**What to work on**: Leave out every line before the one containing "point: the embroidered patch, one", and repeat the rest of the material below exactly, that line included.

**Supplied material**:
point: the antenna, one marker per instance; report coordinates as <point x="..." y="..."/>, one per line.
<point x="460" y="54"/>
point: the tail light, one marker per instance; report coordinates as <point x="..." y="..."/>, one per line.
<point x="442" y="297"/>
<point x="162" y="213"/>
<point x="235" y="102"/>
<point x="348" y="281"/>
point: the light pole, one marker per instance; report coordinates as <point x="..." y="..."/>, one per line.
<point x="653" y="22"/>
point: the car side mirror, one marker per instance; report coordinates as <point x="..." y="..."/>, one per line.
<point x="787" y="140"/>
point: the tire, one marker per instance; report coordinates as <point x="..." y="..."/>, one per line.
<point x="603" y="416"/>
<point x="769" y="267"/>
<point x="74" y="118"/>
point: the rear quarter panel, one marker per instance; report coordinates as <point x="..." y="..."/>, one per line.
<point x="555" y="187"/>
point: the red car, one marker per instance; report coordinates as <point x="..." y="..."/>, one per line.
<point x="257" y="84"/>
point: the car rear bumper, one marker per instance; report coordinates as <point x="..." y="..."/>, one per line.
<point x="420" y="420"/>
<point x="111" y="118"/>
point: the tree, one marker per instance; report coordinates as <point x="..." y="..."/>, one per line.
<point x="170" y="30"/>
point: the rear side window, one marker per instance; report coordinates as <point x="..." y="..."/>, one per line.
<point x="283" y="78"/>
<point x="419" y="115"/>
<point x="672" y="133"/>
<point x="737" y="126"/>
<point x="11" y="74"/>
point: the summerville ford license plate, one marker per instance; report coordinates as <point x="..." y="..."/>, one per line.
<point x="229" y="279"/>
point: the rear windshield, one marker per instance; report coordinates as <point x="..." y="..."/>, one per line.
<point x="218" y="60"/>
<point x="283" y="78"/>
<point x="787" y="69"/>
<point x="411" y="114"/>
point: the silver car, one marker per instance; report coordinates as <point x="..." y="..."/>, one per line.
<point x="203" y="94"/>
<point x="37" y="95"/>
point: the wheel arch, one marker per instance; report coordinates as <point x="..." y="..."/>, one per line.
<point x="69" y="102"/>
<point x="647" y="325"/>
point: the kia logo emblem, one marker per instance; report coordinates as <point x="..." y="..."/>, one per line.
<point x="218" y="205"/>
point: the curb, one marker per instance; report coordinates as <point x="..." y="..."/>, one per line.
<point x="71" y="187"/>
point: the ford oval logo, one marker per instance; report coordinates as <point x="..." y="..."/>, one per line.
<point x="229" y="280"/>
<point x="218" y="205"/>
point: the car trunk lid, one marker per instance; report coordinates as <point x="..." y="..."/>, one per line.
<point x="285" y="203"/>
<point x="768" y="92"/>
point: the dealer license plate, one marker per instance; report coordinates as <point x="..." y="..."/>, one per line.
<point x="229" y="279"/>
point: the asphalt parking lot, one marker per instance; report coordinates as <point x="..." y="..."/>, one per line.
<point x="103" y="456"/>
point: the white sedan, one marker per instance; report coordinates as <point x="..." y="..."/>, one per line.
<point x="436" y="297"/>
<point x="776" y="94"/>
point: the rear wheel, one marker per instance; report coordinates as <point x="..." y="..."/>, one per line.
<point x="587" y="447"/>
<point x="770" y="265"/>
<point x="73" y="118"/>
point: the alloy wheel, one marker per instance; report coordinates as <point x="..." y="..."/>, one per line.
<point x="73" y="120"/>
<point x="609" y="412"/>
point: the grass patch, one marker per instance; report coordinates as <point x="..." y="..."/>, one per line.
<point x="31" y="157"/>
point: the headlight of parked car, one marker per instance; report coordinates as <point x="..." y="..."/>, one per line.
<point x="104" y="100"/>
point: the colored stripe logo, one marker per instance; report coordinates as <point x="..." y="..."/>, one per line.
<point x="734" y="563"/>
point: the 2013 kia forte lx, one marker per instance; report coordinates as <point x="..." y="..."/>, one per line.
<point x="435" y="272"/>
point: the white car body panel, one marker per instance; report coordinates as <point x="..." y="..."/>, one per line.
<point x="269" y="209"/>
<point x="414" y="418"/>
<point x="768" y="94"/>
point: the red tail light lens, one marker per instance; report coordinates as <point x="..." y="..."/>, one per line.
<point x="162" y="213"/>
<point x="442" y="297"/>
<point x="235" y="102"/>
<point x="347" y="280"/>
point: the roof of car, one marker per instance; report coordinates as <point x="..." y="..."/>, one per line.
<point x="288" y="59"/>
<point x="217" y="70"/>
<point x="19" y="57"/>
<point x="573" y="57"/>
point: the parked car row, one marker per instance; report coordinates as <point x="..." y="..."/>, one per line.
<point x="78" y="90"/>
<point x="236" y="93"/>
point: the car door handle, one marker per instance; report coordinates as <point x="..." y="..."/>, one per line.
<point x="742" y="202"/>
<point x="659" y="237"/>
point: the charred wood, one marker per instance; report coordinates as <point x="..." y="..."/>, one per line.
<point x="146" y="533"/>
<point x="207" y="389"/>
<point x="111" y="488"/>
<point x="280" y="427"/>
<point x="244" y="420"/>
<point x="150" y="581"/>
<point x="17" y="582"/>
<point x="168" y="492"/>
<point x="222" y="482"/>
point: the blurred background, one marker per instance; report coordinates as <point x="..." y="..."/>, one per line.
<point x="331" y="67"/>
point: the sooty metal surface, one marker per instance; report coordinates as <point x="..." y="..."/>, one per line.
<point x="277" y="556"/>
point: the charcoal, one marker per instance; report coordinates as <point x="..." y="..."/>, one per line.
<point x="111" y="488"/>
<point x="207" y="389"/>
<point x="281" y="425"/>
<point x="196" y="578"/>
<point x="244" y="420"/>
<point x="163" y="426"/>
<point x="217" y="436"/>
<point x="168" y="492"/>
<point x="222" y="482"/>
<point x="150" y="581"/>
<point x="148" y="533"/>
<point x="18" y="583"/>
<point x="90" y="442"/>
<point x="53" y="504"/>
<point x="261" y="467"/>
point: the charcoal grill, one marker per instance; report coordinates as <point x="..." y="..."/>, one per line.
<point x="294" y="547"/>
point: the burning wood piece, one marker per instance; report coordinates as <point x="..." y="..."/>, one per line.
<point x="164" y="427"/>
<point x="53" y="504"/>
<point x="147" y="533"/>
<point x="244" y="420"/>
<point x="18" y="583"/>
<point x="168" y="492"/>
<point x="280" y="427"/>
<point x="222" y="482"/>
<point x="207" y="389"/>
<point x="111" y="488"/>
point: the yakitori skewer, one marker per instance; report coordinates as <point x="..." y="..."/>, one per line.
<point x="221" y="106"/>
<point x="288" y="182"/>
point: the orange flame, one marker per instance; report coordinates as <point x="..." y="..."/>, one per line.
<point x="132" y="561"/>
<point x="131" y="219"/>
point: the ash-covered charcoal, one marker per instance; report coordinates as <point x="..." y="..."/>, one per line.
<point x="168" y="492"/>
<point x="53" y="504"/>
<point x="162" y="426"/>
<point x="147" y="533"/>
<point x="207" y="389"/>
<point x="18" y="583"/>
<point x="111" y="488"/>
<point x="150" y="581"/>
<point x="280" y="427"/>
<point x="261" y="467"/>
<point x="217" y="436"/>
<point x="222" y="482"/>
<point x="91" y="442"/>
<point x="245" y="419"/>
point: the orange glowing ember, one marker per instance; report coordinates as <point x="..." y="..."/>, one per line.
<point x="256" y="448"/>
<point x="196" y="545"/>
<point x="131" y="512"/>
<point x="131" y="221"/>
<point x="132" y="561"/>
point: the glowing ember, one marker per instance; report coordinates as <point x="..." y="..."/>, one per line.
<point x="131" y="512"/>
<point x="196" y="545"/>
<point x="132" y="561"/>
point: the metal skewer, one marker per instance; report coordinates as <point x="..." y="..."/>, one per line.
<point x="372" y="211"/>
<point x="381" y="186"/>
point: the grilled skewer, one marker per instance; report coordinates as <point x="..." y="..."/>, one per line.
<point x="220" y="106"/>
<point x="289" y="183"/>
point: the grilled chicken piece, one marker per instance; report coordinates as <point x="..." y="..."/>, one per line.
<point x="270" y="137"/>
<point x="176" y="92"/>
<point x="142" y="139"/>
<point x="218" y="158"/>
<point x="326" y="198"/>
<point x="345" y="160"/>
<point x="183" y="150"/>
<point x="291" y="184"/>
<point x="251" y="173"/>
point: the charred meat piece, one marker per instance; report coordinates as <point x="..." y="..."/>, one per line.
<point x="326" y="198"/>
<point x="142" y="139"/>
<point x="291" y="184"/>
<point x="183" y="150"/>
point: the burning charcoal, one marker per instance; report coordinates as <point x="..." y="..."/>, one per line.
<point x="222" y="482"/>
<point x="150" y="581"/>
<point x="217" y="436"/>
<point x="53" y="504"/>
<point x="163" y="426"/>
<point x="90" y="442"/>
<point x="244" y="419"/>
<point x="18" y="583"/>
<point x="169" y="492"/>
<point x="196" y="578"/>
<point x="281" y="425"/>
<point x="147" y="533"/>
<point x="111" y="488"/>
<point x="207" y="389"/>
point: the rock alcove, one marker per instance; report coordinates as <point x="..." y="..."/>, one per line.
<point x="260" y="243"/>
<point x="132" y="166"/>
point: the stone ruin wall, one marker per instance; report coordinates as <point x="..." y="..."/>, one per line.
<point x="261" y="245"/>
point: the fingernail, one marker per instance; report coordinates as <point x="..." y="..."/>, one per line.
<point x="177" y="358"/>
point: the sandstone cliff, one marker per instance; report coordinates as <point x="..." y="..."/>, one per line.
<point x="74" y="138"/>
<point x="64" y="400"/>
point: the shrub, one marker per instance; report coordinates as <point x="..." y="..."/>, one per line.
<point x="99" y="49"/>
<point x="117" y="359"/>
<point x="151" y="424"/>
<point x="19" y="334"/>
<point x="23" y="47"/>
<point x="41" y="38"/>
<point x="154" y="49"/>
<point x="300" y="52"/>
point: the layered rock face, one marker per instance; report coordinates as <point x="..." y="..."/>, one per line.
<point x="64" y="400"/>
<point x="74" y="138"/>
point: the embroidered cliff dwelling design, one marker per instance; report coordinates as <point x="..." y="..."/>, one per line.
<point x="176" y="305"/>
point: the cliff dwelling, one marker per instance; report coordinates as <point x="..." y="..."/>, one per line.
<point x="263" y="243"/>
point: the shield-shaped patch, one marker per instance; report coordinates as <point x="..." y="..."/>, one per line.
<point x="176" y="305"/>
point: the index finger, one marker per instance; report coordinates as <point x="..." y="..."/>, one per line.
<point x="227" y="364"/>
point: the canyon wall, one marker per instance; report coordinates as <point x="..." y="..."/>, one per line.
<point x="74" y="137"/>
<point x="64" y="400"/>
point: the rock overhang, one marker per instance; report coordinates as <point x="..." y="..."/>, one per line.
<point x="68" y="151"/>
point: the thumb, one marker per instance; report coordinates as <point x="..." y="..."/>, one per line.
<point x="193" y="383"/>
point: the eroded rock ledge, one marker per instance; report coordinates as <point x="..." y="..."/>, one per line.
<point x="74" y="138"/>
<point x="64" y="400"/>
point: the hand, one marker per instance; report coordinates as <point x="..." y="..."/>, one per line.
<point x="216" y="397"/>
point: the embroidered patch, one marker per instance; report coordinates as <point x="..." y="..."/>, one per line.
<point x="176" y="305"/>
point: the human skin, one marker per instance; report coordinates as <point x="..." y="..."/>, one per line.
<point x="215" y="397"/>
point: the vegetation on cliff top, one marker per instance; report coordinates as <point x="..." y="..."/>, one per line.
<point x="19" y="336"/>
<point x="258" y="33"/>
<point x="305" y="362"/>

**Answer**:
point: the embroidered patch, one marker per instance; report coordinates as <point x="..." y="..."/>, one per line.
<point x="176" y="305"/>
point: the human skin, one marker per instance; report coordinates as <point x="..." y="..."/>, one per line.
<point x="215" y="397"/>
point: the vegetation on cliff top, one marker per instance; report coordinates as <point x="..." y="..."/>, one per line.
<point x="19" y="336"/>
<point x="258" y="33"/>
<point x="305" y="362"/>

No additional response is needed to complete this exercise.